:: Given information ::

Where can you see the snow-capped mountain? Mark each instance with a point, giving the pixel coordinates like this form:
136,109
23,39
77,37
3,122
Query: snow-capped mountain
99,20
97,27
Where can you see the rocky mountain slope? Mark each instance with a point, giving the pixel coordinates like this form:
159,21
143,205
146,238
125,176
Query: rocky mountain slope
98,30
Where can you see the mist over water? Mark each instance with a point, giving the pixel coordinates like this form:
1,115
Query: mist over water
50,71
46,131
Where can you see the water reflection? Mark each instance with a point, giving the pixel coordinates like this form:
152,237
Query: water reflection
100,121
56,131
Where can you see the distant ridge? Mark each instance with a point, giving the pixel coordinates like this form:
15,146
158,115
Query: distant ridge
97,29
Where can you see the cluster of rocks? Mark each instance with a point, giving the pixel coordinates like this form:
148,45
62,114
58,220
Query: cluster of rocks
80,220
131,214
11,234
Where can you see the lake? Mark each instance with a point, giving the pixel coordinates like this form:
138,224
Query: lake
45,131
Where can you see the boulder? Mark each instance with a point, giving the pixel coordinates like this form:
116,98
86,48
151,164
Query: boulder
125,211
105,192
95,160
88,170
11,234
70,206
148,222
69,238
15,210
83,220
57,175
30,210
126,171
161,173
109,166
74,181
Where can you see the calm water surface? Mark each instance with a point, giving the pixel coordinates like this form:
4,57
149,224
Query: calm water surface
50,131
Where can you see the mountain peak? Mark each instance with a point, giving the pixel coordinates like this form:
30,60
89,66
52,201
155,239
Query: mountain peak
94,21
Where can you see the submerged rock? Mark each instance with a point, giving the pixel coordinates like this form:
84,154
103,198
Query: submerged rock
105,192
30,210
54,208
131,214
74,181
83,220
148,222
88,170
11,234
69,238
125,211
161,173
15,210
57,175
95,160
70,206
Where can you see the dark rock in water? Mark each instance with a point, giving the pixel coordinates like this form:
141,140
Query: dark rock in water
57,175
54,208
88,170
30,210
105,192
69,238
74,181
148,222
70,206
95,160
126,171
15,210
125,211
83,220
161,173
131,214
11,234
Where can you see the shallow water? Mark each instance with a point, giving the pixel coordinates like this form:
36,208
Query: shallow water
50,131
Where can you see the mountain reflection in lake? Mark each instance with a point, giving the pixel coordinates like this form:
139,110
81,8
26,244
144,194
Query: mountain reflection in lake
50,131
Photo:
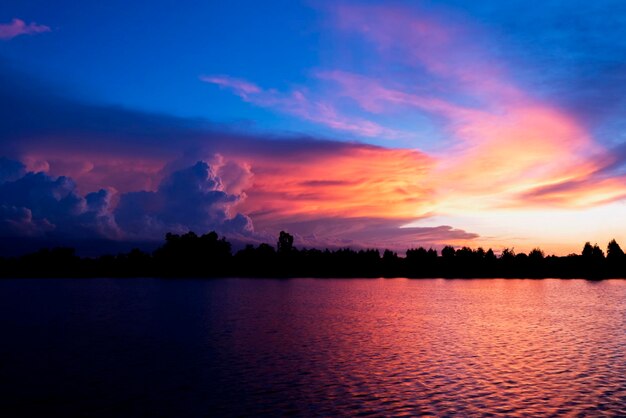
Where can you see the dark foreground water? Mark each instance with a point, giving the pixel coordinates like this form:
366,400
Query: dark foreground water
192,348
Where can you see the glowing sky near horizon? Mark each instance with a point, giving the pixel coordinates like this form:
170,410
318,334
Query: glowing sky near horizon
377,124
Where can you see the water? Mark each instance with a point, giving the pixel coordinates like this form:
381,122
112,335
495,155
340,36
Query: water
306,347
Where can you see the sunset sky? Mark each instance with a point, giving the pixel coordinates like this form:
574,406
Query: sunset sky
363,124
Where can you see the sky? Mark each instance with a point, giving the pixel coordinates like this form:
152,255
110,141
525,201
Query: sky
361,124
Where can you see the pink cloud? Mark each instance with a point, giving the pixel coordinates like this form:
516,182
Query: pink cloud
18,27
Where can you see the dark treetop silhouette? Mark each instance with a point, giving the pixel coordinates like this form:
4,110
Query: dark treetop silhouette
208,255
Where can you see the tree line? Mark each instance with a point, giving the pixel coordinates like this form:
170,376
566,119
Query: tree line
208,255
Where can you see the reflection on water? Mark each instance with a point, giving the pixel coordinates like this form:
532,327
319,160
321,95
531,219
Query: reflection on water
312,347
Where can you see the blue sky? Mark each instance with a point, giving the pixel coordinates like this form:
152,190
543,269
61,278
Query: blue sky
449,93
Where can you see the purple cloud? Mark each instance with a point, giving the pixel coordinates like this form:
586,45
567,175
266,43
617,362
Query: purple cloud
189,199
18,27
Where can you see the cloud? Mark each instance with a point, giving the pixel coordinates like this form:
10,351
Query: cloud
300,103
18,27
364,232
36,204
189,199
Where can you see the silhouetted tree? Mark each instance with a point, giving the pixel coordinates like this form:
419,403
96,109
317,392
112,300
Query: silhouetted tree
614,251
285,243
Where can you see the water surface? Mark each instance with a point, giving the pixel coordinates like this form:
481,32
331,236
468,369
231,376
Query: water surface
312,347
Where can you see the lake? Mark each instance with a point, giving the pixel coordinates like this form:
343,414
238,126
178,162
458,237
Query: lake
312,347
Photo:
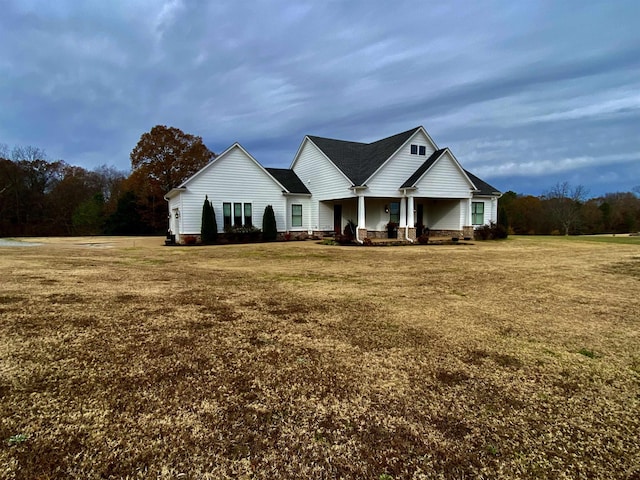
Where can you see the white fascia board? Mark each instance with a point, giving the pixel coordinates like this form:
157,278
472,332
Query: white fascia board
174,192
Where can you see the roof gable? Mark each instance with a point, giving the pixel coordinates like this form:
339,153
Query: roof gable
289,180
359,161
434,164
221,157
417,175
483,188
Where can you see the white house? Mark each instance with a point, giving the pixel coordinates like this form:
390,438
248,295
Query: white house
405,180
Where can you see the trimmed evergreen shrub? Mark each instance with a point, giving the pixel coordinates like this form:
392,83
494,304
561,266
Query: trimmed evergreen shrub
209,229
269,227
492,231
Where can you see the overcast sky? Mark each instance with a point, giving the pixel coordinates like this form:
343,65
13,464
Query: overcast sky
525,94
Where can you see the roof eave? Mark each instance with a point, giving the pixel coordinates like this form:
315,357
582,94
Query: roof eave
174,192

:::

■ Aim
Write the lines above out again exactly, without any of their pictures.

■ Solution to the exercise
Where can you see the snow-capped mountain? Mark each instance with a point, giving the pixel coordinates like this form:
136,109
23,39
77,37
3,122
Query: snow-capped mountain
99,20
97,27
Where can you see the rocky mountain slope? Mark each instance with a point, giving the pixel coordinates like this form:
159,21
143,205
146,238
125,176
Query: rocky mountain slope
98,30
Where can you see the mist over water? Mark each instance with a point, giving the pixel coordinates like this form:
1,115
Query: mist over water
50,71
46,131
Where can you see the water reflection? Mark each instance with a point, giving the pixel coordinates like this form:
152,237
Query: water reflection
100,121
56,131
Where can you see the distant ridge? Mark each instance with a point, giving the pixel coordinates like this form:
15,146
158,115
Query: distant ridge
97,29
Where can you see the cluster of rocks? Mark each instance with a point, giving the pixel coordinates like this form:
148,45
62,114
58,220
Query: cluster of rocks
80,220
131,214
11,234
Where can you see the lake? Mark each instance with a point, giving the pixel coordinates like this form:
138,224
Query: lake
45,131
Where can you see the boulder? Mark each instance with a point, giving the pixel coordinates like this form:
116,98
86,48
151,164
Query: boulder
125,211
105,192
95,160
88,170
11,234
70,206
148,222
69,238
15,210
83,220
57,175
30,210
126,171
161,173
109,166
74,181
Where can you see the calm water surface? Mark each instance with a point, giving the pixel coordinates like this form:
4,57
149,224
Query: calm water surface
50,131
Where can you see the mountain peak? Mark each instance with a point, giving the pixel coordinates like this form:
30,60
89,66
52,201
155,239
Query: mountain peak
94,21
Where can you see the submerged rock? Mark each instance with a point, giving the pixel coordinates like this form:
84,154
103,198
Query: submerged rock
105,192
30,210
54,208
131,214
74,181
83,220
148,222
88,170
11,234
69,238
125,211
161,173
15,210
57,175
95,160
70,206
Where can you see the dark rock in water? Mark each instance with a point, giving the pixel coordinates like this form:
141,140
Query: dark rock in water
57,175
54,208
88,170
30,210
105,192
69,238
74,181
148,222
70,206
95,160
126,171
15,210
125,211
83,220
161,173
131,214
11,234
Where can you see the shallow water? Mark each instance with a point, giving the pixel coordinates like this form:
36,208
Query: shallow water
50,131
Where can you see the mountain reflection in lake? Mark each instance with a point, giving the pixel coordinates like this form:
139,110
81,8
26,244
144,194
Query: mountain reflection in lake
50,131
Photo:
Where can you see the dark foreground water? Mark each instance with a point, giving the pixel coordinates like this form:
366,400
Query: dark foreground water
192,348
Where can you see the glowing sky near horizon? Mark each instance with a point, giving the pixel coordinates like this form:
170,410
318,334
Query: glowing sky near horizon
377,124
Where can you see the water? Mark each instance with a point, giving the pixel coordinates like this form:
381,122
112,335
495,155
340,36
Query: water
306,347
Where can you see the sunset sky? Mark each instance with a point, giving the pixel coordinates like this form:
574,406
Query: sunset sky
363,124
Where can you see the sky? Mark each instance with a point, giving the pixel coordinates like this form:
152,255
110,141
525,201
Query: sky
361,124
Where can you see the pink cloud? Mark each instance with a point, giving the pixel coordinates like this form:
516,182
Query: pink cloud
18,27
Where can you see the dark treetop silhouette? Mark each instance with a point, giving the pixel coordinates like this form:
4,110
Query: dark treetop silhouette
208,255
Where can you see the tree line? Mark each instance with a point, giving the pixel coordinates like this form:
170,376
566,119
Query: tree line
208,255
Where can you see the reflection on water? Mark each instance with a point, giving the pixel coordinates like this form:
532,327
319,160
321,95
531,219
Query: reflection on water
312,347
Where can you see the blue sky? Mark each instance with a point, giving the pixel coordinates like this form:
152,190
543,269
61,278
Query: blue sky
449,93
Where can you see the purple cloud? Mark each instance with a point, giving the pixel coordinates like this form:
586,45
567,175
266,43
617,362
Query: purple cloud
189,199
18,27
Where can you see the cloud? Mark each instance with a point, giving the pixel coordinates like this form:
10,351
Query: cloud
300,103
18,27
364,232
36,204
189,199
Where can you see the silhouetted tree? Mark each instance with a point, giving the pixel coordinates like this form:
419,403
96,109
317,392
112,300
Query: silhouetted tree
614,251
285,243
Where can you see the water surface? Mark each instance with a point, giving the pixel coordinates like this form:
481,32
331,236
468,369
231,376
Query: water surface
312,347
Where can you see the lake? Mark each instance with a point, giving the pixel coordinates like this form:
343,414
238,126
178,162
458,237
Query: lake
312,347
Photo:
Where can you see the white fascia board? Mark each instance with a point, giving the pixel coordinates like this form:
157,278
472,332
Query: white fascia board
174,192
Where can you see the roof gable? Mark each instance with a point, giving the pixel coordinates like this form:
339,153
Query: roof gable
289,180
359,161
434,164
221,157
417,175
483,188
Where can you see the white house? Mark each instance with a point, giving the pixel coordinates like this form:
390,438
248,295
Query: white house
405,180
Where can you see the trimmed evergreen shrub? Mark each instance with a point, giving the pixel coordinates like this form:
392,83
494,304
561,266
Query: trimmed evergreen shrub
209,229
269,227
492,231
Where can you see the overcast sky? Mark each instance with a point, giving the pixel coordinates like this form:
343,65
13,464
Query: overcast sky
525,94
Where can you see the roof eave? Mark each instance with a point, giving the pixel coordinates like this form:
315,357
582,94
Query: roof eave
174,192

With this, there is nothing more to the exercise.